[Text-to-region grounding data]
'''

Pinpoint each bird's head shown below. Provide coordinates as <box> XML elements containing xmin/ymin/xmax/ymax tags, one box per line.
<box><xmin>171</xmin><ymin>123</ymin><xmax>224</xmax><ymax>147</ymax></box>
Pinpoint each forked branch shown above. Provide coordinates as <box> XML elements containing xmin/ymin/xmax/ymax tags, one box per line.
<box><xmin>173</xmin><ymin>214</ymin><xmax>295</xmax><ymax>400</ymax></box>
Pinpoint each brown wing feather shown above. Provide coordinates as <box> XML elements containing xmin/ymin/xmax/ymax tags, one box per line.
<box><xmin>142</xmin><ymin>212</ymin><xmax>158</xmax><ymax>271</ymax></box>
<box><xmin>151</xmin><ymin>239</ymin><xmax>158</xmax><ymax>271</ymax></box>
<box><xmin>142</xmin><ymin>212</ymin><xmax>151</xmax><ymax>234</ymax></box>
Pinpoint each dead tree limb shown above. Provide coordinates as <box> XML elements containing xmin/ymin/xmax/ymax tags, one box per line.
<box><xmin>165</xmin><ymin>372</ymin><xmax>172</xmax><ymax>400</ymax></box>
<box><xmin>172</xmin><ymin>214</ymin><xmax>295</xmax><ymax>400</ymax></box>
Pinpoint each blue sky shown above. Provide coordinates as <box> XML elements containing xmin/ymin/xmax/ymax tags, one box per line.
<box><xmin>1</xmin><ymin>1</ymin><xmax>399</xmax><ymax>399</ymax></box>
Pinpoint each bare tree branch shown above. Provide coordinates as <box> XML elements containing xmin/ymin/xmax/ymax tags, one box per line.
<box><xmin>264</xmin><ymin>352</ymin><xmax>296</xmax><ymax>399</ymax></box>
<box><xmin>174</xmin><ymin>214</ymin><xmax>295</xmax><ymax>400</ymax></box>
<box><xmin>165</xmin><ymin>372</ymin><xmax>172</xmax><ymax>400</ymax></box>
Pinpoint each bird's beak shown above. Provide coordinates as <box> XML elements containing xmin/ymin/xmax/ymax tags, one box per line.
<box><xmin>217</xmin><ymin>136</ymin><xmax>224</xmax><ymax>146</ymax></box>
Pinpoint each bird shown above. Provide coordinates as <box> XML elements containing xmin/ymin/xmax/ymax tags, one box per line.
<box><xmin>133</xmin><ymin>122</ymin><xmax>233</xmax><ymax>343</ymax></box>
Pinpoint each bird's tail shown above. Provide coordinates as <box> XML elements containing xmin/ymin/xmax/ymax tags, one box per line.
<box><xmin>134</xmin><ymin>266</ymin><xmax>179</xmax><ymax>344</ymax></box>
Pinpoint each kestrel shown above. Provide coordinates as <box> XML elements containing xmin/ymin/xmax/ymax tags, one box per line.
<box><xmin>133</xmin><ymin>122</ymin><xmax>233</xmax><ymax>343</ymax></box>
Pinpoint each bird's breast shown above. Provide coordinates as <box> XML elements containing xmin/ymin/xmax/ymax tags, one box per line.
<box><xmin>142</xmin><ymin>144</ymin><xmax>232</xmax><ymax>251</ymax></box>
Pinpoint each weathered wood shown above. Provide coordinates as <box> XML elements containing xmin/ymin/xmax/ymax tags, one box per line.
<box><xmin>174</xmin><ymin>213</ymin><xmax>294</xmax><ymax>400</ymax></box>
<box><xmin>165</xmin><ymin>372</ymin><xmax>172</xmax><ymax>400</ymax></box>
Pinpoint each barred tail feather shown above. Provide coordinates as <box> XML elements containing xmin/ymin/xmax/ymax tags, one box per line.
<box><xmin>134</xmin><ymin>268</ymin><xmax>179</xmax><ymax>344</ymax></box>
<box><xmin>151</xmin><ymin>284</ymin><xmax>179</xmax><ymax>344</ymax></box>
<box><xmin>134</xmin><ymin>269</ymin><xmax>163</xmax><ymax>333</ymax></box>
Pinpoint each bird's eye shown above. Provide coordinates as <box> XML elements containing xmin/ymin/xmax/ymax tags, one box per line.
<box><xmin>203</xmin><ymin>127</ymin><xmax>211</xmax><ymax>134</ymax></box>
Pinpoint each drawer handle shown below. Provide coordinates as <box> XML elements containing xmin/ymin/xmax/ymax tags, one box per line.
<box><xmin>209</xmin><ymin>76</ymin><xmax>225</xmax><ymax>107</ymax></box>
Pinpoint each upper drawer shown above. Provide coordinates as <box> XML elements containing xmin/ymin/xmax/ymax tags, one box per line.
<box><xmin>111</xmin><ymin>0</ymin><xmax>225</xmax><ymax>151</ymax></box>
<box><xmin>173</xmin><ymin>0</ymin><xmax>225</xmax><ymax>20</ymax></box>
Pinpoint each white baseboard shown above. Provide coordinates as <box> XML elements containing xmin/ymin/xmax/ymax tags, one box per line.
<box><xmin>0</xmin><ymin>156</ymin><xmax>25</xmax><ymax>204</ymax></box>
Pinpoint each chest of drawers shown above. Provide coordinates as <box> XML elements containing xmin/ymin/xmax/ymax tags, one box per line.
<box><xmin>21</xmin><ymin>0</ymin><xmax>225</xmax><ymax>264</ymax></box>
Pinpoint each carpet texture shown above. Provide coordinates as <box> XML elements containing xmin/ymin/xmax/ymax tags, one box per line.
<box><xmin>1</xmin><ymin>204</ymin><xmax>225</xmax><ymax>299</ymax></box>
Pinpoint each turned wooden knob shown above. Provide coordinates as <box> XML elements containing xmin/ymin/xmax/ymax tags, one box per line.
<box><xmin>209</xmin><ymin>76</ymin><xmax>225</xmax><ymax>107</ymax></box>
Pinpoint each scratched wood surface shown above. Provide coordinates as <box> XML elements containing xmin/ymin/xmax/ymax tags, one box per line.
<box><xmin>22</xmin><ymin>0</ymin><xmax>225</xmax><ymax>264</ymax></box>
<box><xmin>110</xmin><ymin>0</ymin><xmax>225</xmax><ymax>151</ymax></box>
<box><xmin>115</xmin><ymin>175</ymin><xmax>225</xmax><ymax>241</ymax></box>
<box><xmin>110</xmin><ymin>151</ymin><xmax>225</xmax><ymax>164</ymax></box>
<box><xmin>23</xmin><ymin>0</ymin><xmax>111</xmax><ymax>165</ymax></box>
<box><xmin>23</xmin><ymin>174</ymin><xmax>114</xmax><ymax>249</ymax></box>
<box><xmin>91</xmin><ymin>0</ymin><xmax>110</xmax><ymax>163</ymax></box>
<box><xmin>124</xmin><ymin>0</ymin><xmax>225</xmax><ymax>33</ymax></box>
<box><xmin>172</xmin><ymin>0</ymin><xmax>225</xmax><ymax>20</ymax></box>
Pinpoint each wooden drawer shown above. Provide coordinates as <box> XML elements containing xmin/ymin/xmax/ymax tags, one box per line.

'''

▸ **EXERCISE INSTRUCTIONS**
Every entry, from the first line to the last, should be retyped exactly.

▸ **PROBLEM SOLUTION**
Pinpoint each bird's head shown below. Provide coordinates as <box> XML elements containing xmin/ymin/xmax/ymax tags, one box per line.
<box><xmin>171</xmin><ymin>123</ymin><xmax>224</xmax><ymax>147</ymax></box>
Pinpoint each forked branch shown above. Provide coordinates as <box> XML elements containing xmin/ymin/xmax/ymax tags, one box per line.
<box><xmin>173</xmin><ymin>214</ymin><xmax>295</xmax><ymax>400</ymax></box>
Pinpoint each brown wing feather shown above. Provide coordinates as <box> XML elements containing xmin/ymin/xmax/ymax tags, one box per line.
<box><xmin>142</xmin><ymin>212</ymin><xmax>158</xmax><ymax>271</ymax></box>
<box><xmin>151</xmin><ymin>239</ymin><xmax>158</xmax><ymax>271</ymax></box>
<box><xmin>142</xmin><ymin>212</ymin><xmax>151</xmax><ymax>234</ymax></box>
Pinpoint each dead tree limb shown above. Provide coordinates as <box> XML elements containing xmin/ymin/xmax/ymax tags, one box per line.
<box><xmin>165</xmin><ymin>372</ymin><xmax>172</xmax><ymax>400</ymax></box>
<box><xmin>172</xmin><ymin>214</ymin><xmax>295</xmax><ymax>400</ymax></box>
Pinpoint each blue sky shown above. Provide coordinates as <box> XML elements containing xmin/ymin/xmax/ymax tags, one box per line.
<box><xmin>1</xmin><ymin>1</ymin><xmax>399</xmax><ymax>399</ymax></box>
Pinpoint each bare tree branch shown above. Provide coordinates as <box> XML elements containing xmin/ymin/xmax/ymax tags, one box per line.
<box><xmin>264</xmin><ymin>352</ymin><xmax>296</xmax><ymax>399</ymax></box>
<box><xmin>174</xmin><ymin>214</ymin><xmax>295</xmax><ymax>400</ymax></box>
<box><xmin>165</xmin><ymin>372</ymin><xmax>172</xmax><ymax>400</ymax></box>
Pinpoint each bird's beak shown above. Provide coordinates as <box> XML elements containing xmin/ymin/xmax/ymax tags, one box per line.
<box><xmin>217</xmin><ymin>136</ymin><xmax>224</xmax><ymax>146</ymax></box>
Pinpoint each bird shown above. Provide coordinates as <box> XML elements containing xmin/ymin/xmax/ymax tags, one box per line.
<box><xmin>133</xmin><ymin>122</ymin><xmax>233</xmax><ymax>343</ymax></box>
Pinpoint each bird's tail shown above. Provide coordinates as <box> XML elements containing xmin/ymin/xmax/ymax tags, one box per line.
<box><xmin>134</xmin><ymin>266</ymin><xmax>179</xmax><ymax>344</ymax></box>
Pinpoint each kestrel shown above. Provide coordinates as <box> XML elements containing xmin/ymin/xmax/ymax tags, one box per line.
<box><xmin>133</xmin><ymin>122</ymin><xmax>233</xmax><ymax>343</ymax></box>
Pinpoint each bird's breast shown above. Provide coordinates as <box> XML elements containing xmin/ymin/xmax/ymax tags, one box per line.
<box><xmin>142</xmin><ymin>144</ymin><xmax>232</xmax><ymax>251</ymax></box>
Pinpoint each weathered wood shown above. Provide coordinates as <box> XML elements containing xmin/ymin/xmax/ymax tags, one box per line.
<box><xmin>174</xmin><ymin>213</ymin><xmax>294</xmax><ymax>400</ymax></box>
<box><xmin>165</xmin><ymin>372</ymin><xmax>172</xmax><ymax>400</ymax></box>
Pinpoint each barred tail feather shown above. Provide coordinates as <box> XML elements containing xmin/ymin/xmax/ymax tags, one box per line.
<box><xmin>134</xmin><ymin>268</ymin><xmax>179</xmax><ymax>344</ymax></box>
<box><xmin>151</xmin><ymin>284</ymin><xmax>179</xmax><ymax>344</ymax></box>
<box><xmin>134</xmin><ymin>269</ymin><xmax>163</xmax><ymax>333</ymax></box>
Pinpoint each bird's eye shown above. Provide coordinates as <box> XML elements containing xmin/ymin/xmax/ymax tags, one box per line.
<box><xmin>203</xmin><ymin>127</ymin><xmax>211</xmax><ymax>134</ymax></box>
Pinpoint each drawer handle shown below. Provide coordinates as <box> XML elements containing xmin/ymin/xmax/ymax tags, one box per line.
<box><xmin>209</xmin><ymin>76</ymin><xmax>225</xmax><ymax>107</ymax></box>
Pinpoint each upper drawer shown above. Provide coordinates as <box> XML elements containing xmin/ymin/xmax/ymax tags, one box per line.
<box><xmin>111</xmin><ymin>0</ymin><xmax>225</xmax><ymax>151</ymax></box>
<box><xmin>173</xmin><ymin>0</ymin><xmax>225</xmax><ymax>20</ymax></box>
Pinpoint each white baseboard shown above. Provide coordinates as <box> XML elements containing xmin/ymin/xmax/ymax tags, one box per line.
<box><xmin>0</xmin><ymin>156</ymin><xmax>25</xmax><ymax>204</ymax></box>
Pinpoint each chest of drawers shown above. Provide coordinates as <box> XML elements containing xmin/ymin/xmax/ymax tags, one box per line.
<box><xmin>21</xmin><ymin>0</ymin><xmax>225</xmax><ymax>264</ymax></box>
Pinpoint each carpet texture shown above. Provide coordinates as <box> XML elements containing xmin/ymin/xmax/ymax tags, one box per line.
<box><xmin>1</xmin><ymin>204</ymin><xmax>225</xmax><ymax>299</ymax></box>
Pinpoint each turned wooden knob shown above. Provide coordinates as <box> XML elements containing xmin/ymin/xmax/ymax tags, one box per line.
<box><xmin>209</xmin><ymin>76</ymin><xmax>225</xmax><ymax>107</ymax></box>
Pinpoint each scratched wood surface shown above. Provide coordinates as <box> XML elements containing xmin/ymin/xmax/ymax tags, one box per line.
<box><xmin>22</xmin><ymin>0</ymin><xmax>225</xmax><ymax>264</ymax></box>
<box><xmin>110</xmin><ymin>0</ymin><xmax>225</xmax><ymax>151</ymax></box>
<box><xmin>115</xmin><ymin>175</ymin><xmax>225</xmax><ymax>241</ymax></box>
<box><xmin>110</xmin><ymin>151</ymin><xmax>225</xmax><ymax>164</ymax></box>
<box><xmin>23</xmin><ymin>0</ymin><xmax>111</xmax><ymax>165</ymax></box>
<box><xmin>23</xmin><ymin>174</ymin><xmax>114</xmax><ymax>249</ymax></box>
<box><xmin>91</xmin><ymin>0</ymin><xmax>110</xmax><ymax>163</ymax></box>
<box><xmin>124</xmin><ymin>0</ymin><xmax>225</xmax><ymax>33</ymax></box>
<box><xmin>172</xmin><ymin>0</ymin><xmax>225</xmax><ymax>20</ymax></box>
Pinpoint each wooden drawer shown above. Provide coordinates as <box> XML elements containing xmin/ymin/xmax/ymax tags, one box per line.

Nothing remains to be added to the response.